Report every line in the records below that contains the word "foliage", copying each such line in full.

[Collected data]
start

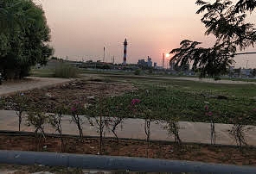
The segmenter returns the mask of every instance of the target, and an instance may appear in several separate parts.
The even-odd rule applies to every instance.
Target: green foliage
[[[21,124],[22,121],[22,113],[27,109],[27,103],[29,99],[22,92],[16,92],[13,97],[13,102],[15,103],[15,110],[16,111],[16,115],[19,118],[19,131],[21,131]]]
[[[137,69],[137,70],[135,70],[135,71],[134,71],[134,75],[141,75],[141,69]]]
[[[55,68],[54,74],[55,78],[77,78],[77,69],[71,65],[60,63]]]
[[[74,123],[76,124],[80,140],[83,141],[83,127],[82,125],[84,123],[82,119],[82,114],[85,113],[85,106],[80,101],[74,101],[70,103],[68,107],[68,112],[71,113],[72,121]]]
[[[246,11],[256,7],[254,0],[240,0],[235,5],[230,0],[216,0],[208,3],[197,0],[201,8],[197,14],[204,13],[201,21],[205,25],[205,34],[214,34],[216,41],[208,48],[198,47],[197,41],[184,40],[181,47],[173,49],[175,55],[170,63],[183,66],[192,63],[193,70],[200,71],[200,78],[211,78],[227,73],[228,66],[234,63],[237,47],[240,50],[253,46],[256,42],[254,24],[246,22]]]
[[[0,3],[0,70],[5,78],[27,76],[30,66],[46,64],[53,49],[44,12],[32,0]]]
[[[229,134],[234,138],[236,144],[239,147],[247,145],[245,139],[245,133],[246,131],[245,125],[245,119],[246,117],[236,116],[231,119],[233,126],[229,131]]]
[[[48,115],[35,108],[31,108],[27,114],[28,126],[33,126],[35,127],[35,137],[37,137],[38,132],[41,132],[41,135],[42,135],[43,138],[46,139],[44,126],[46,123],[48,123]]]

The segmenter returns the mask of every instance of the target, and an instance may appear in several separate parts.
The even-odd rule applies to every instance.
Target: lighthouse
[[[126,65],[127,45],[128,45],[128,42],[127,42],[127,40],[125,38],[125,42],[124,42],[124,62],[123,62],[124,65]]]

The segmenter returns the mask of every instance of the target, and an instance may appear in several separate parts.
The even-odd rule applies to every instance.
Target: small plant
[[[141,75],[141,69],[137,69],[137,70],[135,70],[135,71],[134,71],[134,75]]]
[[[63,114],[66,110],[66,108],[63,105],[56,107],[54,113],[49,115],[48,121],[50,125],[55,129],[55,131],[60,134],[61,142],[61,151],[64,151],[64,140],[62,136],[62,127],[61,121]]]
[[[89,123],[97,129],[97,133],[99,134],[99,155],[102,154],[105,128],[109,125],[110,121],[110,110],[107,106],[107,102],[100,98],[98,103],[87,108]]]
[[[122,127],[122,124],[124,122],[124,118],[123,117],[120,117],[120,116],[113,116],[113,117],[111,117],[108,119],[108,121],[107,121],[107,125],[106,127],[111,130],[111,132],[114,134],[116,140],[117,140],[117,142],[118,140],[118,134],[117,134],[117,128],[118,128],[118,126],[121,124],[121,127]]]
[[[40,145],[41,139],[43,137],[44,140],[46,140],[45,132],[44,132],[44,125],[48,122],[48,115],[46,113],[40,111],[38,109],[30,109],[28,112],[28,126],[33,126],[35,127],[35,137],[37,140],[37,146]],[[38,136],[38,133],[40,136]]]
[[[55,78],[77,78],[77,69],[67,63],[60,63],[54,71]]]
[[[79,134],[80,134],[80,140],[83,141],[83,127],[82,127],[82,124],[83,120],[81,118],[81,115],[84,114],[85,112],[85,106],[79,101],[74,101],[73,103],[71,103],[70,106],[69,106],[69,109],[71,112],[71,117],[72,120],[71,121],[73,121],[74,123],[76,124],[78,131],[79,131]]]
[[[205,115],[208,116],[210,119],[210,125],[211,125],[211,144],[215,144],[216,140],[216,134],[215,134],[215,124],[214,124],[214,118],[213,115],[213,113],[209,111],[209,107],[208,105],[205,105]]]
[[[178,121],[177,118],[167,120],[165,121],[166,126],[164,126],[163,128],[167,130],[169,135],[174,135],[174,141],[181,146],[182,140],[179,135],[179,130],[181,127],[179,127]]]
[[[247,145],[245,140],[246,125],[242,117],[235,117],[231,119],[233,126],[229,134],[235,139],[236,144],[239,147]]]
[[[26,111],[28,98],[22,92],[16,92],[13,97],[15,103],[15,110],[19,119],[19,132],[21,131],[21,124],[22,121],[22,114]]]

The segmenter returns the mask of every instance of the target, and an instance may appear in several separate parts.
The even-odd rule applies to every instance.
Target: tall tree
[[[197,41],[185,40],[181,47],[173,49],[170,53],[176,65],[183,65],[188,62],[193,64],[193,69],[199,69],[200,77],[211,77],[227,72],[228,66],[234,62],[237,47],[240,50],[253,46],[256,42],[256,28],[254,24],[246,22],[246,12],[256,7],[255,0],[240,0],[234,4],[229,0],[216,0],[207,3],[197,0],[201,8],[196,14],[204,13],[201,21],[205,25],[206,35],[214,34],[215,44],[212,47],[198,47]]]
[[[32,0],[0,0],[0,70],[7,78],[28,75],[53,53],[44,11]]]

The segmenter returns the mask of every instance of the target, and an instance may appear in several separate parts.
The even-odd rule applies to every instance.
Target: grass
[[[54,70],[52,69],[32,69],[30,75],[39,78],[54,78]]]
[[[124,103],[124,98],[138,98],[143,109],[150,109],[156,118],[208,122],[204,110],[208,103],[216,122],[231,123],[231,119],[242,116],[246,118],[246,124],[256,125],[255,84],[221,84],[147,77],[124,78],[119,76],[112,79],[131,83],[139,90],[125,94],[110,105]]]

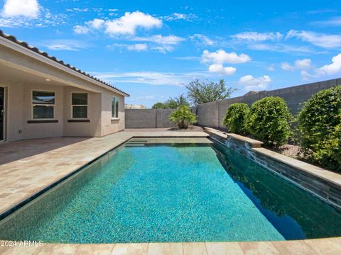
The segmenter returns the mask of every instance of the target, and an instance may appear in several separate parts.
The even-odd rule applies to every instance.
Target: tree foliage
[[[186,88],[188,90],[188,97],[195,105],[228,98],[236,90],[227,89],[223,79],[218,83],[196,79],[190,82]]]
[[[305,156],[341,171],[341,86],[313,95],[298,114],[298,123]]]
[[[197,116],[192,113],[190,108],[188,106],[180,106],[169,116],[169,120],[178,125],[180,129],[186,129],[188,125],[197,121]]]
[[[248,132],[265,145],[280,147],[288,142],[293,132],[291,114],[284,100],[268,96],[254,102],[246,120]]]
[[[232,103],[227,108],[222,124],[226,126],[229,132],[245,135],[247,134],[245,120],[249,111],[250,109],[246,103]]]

end
start

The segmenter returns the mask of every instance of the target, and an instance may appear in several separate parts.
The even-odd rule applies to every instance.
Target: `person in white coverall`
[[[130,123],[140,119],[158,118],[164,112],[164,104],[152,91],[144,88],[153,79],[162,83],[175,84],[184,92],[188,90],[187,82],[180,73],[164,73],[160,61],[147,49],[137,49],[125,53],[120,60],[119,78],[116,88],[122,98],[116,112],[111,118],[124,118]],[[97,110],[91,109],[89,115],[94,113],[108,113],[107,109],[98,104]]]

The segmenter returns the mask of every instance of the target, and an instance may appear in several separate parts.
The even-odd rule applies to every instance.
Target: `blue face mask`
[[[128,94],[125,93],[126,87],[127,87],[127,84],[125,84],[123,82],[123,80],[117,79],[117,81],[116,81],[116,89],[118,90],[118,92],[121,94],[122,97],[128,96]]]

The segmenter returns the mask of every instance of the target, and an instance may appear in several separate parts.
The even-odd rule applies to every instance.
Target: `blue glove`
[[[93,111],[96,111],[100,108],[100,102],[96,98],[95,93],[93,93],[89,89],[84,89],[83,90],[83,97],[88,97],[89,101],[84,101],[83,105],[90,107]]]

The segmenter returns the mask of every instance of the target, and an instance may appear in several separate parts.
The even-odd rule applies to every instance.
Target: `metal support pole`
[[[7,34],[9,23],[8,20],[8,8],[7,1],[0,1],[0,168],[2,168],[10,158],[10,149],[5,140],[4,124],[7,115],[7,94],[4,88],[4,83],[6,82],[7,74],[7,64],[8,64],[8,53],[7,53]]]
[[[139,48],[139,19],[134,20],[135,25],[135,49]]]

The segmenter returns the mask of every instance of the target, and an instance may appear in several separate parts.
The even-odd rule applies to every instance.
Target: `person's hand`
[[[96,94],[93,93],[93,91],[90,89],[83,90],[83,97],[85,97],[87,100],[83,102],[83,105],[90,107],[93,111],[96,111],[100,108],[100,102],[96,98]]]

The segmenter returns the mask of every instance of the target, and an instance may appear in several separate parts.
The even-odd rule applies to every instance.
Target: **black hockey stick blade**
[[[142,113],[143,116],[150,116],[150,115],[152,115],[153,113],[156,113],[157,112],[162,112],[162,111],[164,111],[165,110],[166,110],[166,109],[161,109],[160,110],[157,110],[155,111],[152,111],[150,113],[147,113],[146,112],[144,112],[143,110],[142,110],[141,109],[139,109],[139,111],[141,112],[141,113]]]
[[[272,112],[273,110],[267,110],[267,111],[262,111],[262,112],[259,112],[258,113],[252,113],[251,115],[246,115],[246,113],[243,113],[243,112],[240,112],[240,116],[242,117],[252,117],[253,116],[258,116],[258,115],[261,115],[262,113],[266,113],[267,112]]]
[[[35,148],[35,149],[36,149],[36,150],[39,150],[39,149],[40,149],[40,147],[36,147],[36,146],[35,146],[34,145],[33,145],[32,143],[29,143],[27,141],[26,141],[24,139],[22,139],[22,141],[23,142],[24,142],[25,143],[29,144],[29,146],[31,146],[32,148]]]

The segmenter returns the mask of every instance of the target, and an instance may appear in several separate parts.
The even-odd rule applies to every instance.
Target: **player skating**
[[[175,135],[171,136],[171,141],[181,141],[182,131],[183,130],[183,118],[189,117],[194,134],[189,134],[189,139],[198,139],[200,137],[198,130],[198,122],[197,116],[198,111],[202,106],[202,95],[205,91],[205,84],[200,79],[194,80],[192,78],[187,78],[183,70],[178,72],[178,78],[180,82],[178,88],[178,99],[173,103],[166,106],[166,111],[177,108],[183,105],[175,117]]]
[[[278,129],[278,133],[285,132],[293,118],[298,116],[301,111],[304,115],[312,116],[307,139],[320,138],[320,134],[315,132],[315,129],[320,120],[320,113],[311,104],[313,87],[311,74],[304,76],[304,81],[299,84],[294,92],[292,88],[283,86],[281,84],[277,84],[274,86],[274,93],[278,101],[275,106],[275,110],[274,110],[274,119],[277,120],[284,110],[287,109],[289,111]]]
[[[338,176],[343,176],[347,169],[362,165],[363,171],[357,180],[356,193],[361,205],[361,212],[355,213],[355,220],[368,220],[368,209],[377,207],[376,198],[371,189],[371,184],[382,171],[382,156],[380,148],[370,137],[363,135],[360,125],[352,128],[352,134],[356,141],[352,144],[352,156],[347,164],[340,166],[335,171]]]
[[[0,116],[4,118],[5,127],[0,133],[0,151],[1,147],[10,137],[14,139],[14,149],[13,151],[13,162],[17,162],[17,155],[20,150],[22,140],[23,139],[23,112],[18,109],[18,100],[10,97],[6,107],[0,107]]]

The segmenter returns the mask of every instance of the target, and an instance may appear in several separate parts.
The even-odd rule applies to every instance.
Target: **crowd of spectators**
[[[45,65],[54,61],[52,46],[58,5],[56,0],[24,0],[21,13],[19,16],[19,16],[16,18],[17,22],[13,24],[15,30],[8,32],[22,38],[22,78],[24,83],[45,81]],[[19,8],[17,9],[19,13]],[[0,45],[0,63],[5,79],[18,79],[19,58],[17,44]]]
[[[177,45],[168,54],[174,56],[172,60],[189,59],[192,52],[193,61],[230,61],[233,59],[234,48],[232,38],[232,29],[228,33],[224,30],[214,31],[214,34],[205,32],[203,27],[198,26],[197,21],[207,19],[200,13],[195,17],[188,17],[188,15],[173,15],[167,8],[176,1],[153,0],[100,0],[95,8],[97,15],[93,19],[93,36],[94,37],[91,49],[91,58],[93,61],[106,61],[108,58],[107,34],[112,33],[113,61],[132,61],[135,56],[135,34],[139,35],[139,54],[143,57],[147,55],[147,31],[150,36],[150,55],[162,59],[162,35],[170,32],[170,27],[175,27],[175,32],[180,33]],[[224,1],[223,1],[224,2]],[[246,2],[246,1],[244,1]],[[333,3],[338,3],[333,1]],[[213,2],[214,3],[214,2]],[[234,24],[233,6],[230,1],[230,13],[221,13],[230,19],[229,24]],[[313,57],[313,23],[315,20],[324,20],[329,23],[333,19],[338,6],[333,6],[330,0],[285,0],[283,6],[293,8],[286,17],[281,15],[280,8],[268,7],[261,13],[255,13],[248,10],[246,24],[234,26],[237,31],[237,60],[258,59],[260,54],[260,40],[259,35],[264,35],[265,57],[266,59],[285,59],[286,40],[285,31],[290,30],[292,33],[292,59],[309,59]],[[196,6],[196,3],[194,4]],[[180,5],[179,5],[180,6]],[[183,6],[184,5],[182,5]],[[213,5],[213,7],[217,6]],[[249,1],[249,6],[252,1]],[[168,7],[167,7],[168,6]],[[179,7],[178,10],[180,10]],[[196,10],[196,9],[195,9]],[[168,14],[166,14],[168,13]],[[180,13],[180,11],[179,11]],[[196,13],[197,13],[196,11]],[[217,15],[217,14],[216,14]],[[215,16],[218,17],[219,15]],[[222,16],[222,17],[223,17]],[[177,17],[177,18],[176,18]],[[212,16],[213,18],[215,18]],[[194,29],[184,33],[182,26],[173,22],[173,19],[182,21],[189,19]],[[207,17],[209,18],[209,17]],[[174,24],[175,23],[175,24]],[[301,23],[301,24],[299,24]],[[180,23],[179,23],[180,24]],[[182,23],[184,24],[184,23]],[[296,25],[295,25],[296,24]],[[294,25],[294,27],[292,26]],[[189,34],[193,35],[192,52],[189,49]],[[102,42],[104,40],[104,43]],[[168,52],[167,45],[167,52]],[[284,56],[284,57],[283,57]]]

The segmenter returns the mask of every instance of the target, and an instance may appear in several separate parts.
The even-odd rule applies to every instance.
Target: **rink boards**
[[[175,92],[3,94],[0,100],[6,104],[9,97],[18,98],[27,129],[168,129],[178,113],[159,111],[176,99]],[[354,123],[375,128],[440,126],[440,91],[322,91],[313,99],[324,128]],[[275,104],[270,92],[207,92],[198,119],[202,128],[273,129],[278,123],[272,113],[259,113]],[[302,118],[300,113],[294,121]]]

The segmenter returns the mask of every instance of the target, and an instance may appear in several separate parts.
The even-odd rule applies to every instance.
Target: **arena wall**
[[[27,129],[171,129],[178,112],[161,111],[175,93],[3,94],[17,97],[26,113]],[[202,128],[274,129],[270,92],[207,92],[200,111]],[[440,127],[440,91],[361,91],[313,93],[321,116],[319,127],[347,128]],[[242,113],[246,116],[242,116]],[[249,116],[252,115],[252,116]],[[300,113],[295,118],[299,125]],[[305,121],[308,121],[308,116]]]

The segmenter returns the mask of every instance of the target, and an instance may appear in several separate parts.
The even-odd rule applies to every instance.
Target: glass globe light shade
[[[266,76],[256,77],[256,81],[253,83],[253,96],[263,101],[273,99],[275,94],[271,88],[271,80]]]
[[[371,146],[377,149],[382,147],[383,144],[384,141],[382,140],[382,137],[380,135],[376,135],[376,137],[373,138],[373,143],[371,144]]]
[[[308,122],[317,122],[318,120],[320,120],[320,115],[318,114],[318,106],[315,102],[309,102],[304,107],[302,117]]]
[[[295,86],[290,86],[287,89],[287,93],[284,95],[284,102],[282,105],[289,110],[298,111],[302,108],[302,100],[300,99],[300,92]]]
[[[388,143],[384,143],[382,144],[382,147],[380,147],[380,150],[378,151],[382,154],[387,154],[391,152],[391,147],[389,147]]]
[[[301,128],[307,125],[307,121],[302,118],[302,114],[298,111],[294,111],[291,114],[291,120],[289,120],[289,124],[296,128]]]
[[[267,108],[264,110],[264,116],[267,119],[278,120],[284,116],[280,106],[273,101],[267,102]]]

end

In response =>
Target: green foliage
Target: tree foliage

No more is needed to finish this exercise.